**Do this**
In the records below, copy word for word everything from the line containing "Task: place one keypoint per instance of the green grass" down to the line containing "(1170, 296)", including both of those lines.

[start]

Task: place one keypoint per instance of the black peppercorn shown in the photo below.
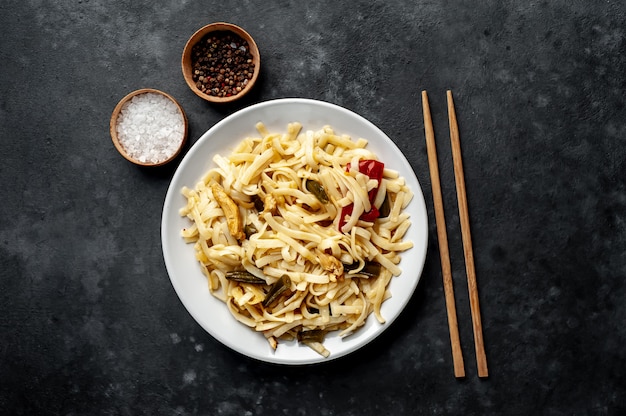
(222, 64)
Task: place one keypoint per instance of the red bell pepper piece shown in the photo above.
(374, 169)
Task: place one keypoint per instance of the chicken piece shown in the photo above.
(231, 211)
(330, 263)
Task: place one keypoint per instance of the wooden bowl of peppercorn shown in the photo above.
(221, 62)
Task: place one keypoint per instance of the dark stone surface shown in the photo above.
(89, 322)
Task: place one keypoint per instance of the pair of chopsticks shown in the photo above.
(457, 353)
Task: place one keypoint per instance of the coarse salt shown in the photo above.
(150, 127)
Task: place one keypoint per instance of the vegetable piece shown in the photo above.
(370, 269)
(374, 169)
(244, 277)
(385, 207)
(330, 263)
(258, 203)
(231, 211)
(313, 335)
(318, 190)
(276, 290)
(249, 229)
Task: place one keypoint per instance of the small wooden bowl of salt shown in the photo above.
(148, 127)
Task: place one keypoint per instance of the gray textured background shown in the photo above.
(89, 322)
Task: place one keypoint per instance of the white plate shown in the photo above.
(191, 285)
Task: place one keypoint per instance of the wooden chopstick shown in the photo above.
(457, 353)
(479, 345)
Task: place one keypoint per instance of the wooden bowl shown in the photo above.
(187, 64)
(113, 127)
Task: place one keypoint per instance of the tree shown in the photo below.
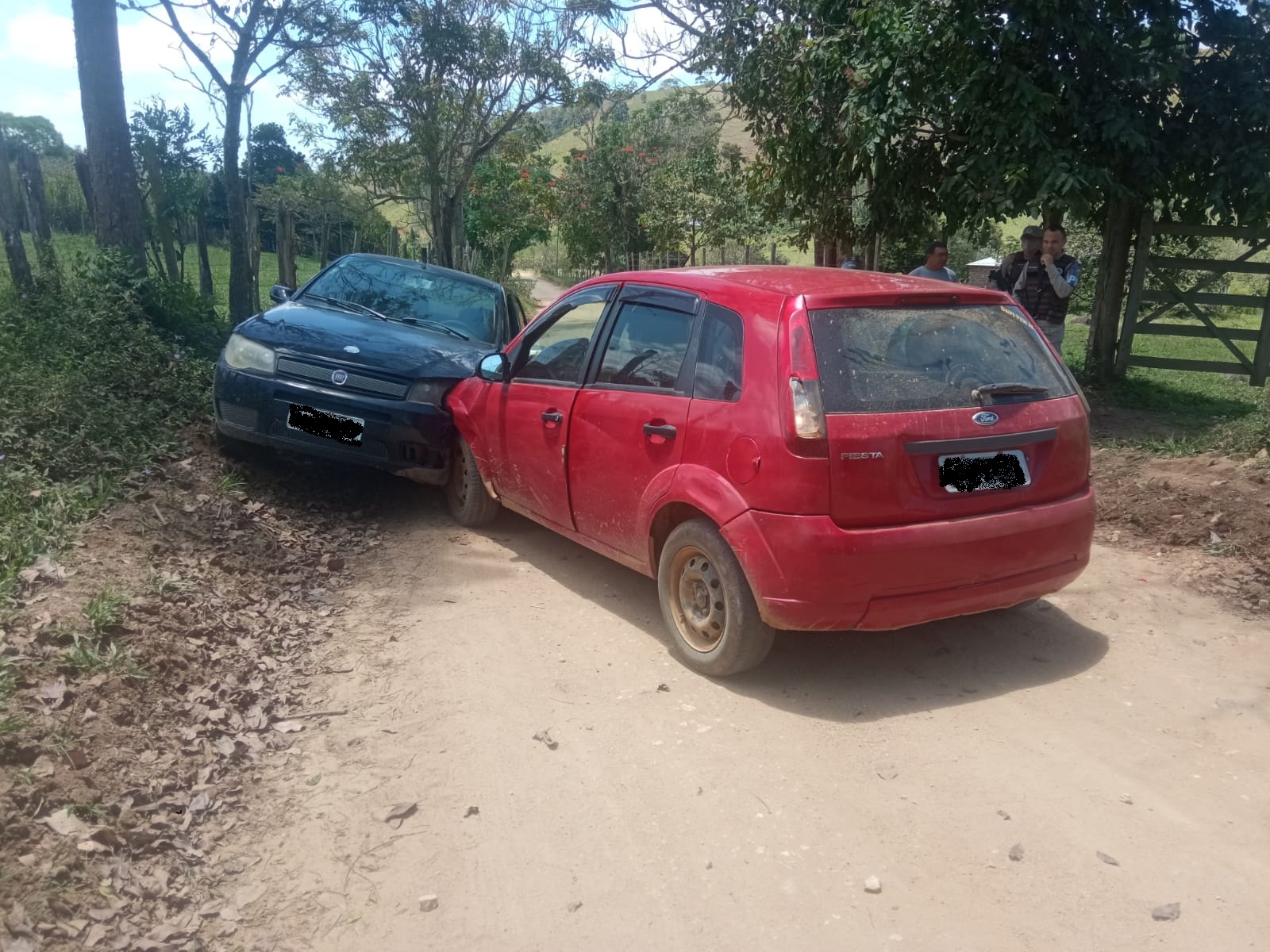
(511, 202)
(271, 155)
(427, 89)
(35, 132)
(914, 108)
(168, 152)
(260, 36)
(117, 201)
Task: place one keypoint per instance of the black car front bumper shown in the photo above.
(406, 438)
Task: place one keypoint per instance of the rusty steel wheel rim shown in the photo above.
(459, 478)
(698, 600)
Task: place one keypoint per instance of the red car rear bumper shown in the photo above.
(810, 574)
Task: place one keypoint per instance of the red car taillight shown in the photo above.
(804, 413)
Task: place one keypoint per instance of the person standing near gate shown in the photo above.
(1043, 278)
(937, 263)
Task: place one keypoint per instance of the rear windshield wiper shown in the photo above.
(994, 389)
(432, 325)
(348, 306)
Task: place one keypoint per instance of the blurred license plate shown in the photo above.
(318, 423)
(975, 471)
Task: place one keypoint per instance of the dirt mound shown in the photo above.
(152, 673)
(1216, 507)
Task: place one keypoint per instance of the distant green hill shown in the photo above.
(733, 129)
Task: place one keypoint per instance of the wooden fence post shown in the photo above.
(32, 178)
(1141, 257)
(19, 268)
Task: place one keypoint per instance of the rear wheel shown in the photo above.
(470, 503)
(708, 605)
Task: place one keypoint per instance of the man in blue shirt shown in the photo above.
(937, 263)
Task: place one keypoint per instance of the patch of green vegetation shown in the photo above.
(90, 655)
(1191, 412)
(106, 609)
(94, 389)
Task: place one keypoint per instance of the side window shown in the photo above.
(518, 314)
(719, 357)
(647, 347)
(558, 351)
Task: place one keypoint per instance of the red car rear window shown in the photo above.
(886, 359)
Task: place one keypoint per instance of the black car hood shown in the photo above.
(389, 347)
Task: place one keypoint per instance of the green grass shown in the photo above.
(1183, 413)
(106, 608)
(73, 249)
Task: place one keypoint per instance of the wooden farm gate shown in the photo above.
(1170, 296)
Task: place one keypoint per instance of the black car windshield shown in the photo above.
(403, 292)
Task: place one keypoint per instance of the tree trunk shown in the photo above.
(32, 178)
(1109, 292)
(205, 263)
(117, 213)
(286, 232)
(86, 175)
(159, 202)
(19, 268)
(235, 209)
(253, 239)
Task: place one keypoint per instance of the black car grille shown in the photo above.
(356, 381)
(244, 416)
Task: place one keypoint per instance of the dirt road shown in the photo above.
(579, 790)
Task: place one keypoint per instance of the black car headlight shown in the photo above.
(429, 391)
(244, 355)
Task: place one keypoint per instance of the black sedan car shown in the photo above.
(353, 366)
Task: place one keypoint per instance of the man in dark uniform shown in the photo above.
(1043, 278)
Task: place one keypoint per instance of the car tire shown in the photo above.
(470, 503)
(708, 605)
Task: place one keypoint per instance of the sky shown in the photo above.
(38, 76)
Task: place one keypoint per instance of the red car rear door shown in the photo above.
(529, 416)
(629, 420)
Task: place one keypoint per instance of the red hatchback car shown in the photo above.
(803, 448)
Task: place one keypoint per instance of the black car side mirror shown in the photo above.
(493, 368)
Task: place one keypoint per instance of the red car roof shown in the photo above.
(819, 285)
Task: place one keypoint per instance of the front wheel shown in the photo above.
(470, 503)
(708, 603)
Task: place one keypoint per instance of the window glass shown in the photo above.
(647, 347)
(719, 357)
(878, 359)
(406, 292)
(558, 352)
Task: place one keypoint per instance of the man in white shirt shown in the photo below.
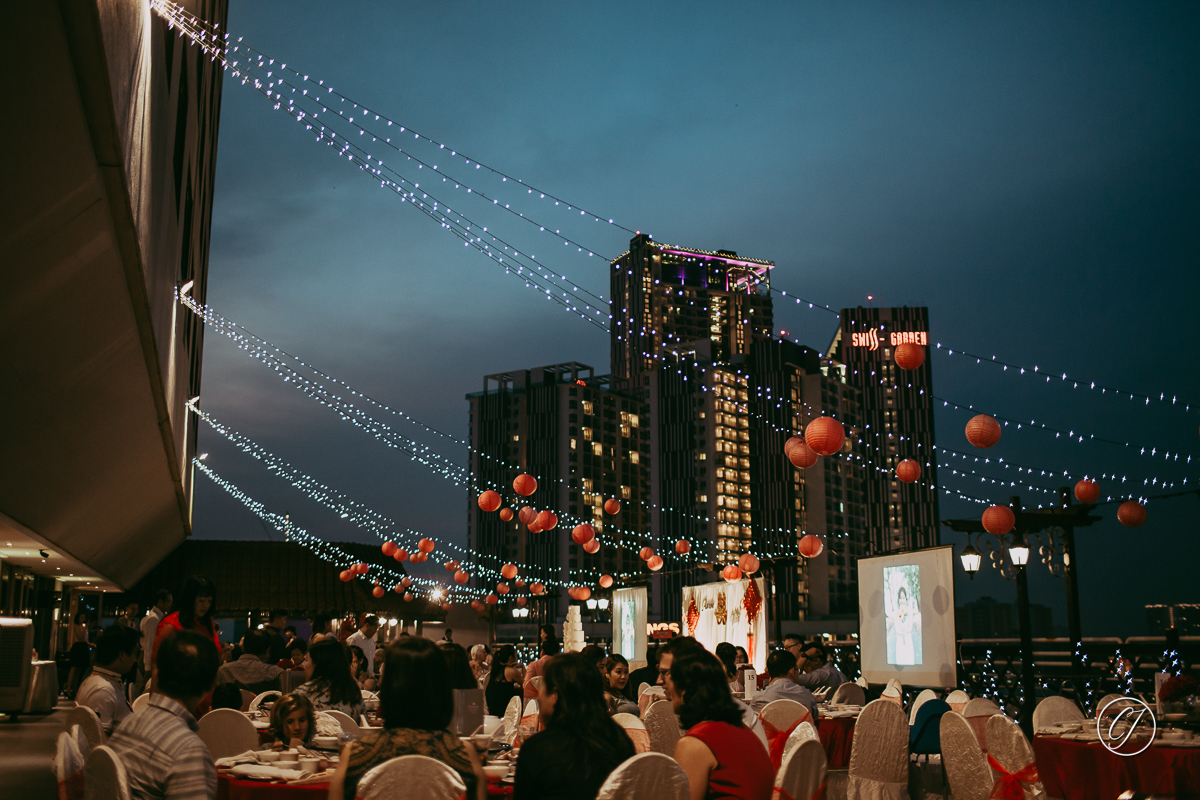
(103, 692)
(365, 638)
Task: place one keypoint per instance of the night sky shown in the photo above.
(1029, 172)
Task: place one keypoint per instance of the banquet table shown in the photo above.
(1080, 770)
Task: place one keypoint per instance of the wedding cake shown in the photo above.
(573, 631)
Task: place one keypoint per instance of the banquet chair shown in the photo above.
(646, 775)
(1012, 759)
(879, 761)
(636, 732)
(663, 728)
(1054, 709)
(227, 732)
(966, 768)
(850, 695)
(105, 776)
(89, 723)
(413, 777)
(925, 695)
(803, 774)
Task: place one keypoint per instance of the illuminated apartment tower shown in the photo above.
(585, 445)
(898, 421)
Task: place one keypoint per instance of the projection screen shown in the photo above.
(906, 618)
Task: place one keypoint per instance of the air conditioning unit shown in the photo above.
(16, 662)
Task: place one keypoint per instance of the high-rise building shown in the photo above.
(898, 422)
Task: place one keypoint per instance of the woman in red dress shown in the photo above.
(723, 758)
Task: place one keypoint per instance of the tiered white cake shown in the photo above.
(573, 631)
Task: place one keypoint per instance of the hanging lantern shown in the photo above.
(825, 435)
(811, 546)
(1087, 491)
(983, 431)
(907, 471)
(909, 355)
(525, 485)
(583, 534)
(999, 521)
(1132, 513)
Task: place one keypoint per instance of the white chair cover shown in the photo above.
(1008, 747)
(927, 695)
(346, 721)
(663, 727)
(966, 768)
(879, 761)
(803, 771)
(413, 777)
(646, 775)
(89, 723)
(1054, 709)
(227, 732)
(850, 695)
(105, 776)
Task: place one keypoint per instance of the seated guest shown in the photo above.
(721, 757)
(293, 721)
(616, 683)
(103, 691)
(329, 685)
(249, 671)
(817, 671)
(581, 744)
(781, 668)
(417, 703)
(157, 744)
(505, 680)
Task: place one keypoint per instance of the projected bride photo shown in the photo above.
(901, 608)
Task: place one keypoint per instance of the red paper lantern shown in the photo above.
(907, 471)
(983, 431)
(999, 519)
(583, 534)
(490, 500)
(1087, 491)
(811, 546)
(825, 435)
(1132, 513)
(909, 355)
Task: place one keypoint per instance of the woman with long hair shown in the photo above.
(721, 757)
(329, 685)
(581, 745)
(417, 703)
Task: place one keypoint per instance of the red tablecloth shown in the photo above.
(1077, 770)
(837, 737)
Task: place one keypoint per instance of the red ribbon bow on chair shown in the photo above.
(1008, 786)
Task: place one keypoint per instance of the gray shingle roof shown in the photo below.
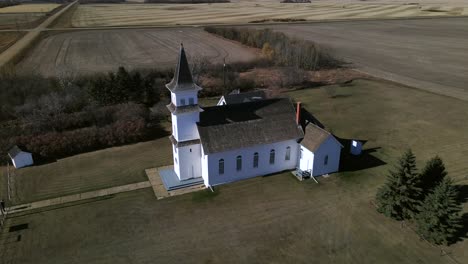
(239, 98)
(228, 127)
(182, 80)
(315, 136)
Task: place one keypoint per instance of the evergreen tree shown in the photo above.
(398, 198)
(432, 175)
(439, 219)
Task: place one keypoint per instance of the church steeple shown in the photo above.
(182, 80)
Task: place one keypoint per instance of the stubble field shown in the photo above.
(24, 16)
(263, 220)
(430, 54)
(105, 15)
(87, 52)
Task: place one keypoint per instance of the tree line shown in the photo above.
(428, 198)
(58, 117)
(280, 48)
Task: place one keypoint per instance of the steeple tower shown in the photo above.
(182, 80)
(185, 114)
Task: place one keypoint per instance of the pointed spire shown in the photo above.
(182, 80)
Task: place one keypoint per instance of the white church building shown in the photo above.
(231, 142)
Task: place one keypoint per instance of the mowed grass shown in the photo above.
(274, 219)
(30, 8)
(91, 171)
(263, 220)
(97, 15)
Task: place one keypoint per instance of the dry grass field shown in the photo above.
(273, 219)
(428, 54)
(105, 50)
(24, 16)
(19, 20)
(30, 8)
(90, 171)
(104, 15)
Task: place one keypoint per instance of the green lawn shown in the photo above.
(91, 171)
(272, 219)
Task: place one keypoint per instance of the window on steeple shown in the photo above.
(221, 166)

[end]

**Answer to the problem**
Task: place one keypoint per instance of the green grass shown in the photo above.
(1183, 413)
(106, 608)
(73, 249)
Task: place one keypoint per instance of the wooden farm gate shown in the photo above.
(1170, 296)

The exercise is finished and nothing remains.